▸ **Extract to read**:
============================================================
Anibal João da Silva Melo (born September 5, 1955) is a writer, journalist, and was a member of the National Assembly of Angola. Now Melo is serving the position of the Ministro da Comunicação Social.

Early life and education
Anibal João Melo was born on September 5, 1955, in Luanda Province, Angola. His family included his father, Anibal de Melo; his mother, Helena Guerra; and his sister, Marina Melo. Because of his father's military career, he lived without his father for most of his childhood, because his father was fighting for Angolan independence from Portugal. He eventually reconnected with his father when he was fifteen. He attended Universidade Federal Fluminense, located in Niteroi province, Rio de Janeiro, Brasil, for a degree in Journalism.  In 1991, he graduated from his studies at Universidade Federal Fluminense, obtaining an undergraduate degree. In 1994, he obtained a master's degree in communication and culture from Universidade Federal do Rio de Janeiro.
============================================================
▸ **Provided material**:
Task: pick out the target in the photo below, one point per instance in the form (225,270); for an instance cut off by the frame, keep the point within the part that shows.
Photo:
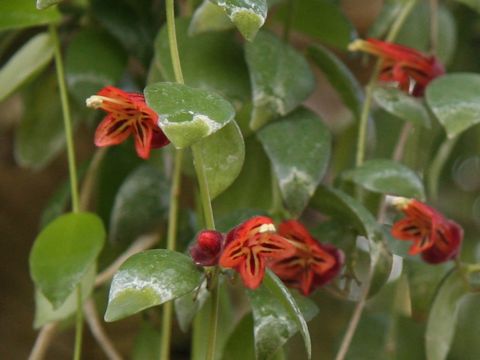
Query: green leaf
============================================================
▸ **Tasks to perform**:
A. Reproduce the passage of the Anibal João Melo biography from "Anibal João da" to "da Comunicação Social.".
B. Resume the Anibal João Melo biography, writing on from its final sentence.

▸ **Answers provided**:
A.
Anibal João da Silva Melo (born September 5, 1955) is a writer, journalist, and was a member of the National Assembly of Angola. Now Melo is serving the position of the Ministro da Comunicação Social.

B.
Career
He has been a writer since 1985 with his first poem collection Definição, and has been writing ever since. Then He went on to join the National Assembly of Angola.

Publications
 Definição (1985)
 Fabulema (1986)
 Poemas Angolanos (1989)
 Tanto Amor (1989)
 Canção do Nosso Tempo (1991)
 O caçador de nuvens (1993)
 Limites e Redundâncias (1997)
 A luz mínima (2004)
 Todas as palavras (2006)
 Autorretrato (2007)
 Novos poemas de amor (2009)
 Cântico da terra e dos homens. Lisboa: Editorial Caminho, 2010.

Other works
Short stories were later added to his repertoire
 Imitação de Sartre e Simone de Beauvoir (1998)
 Filhos da Pátria (2001)

Honors
 Prémio Maboque de Jornalismo (2008)

References

1955 births
Angolan journalists
20th-century Angolan poets
Members of the National Assembly (Angola)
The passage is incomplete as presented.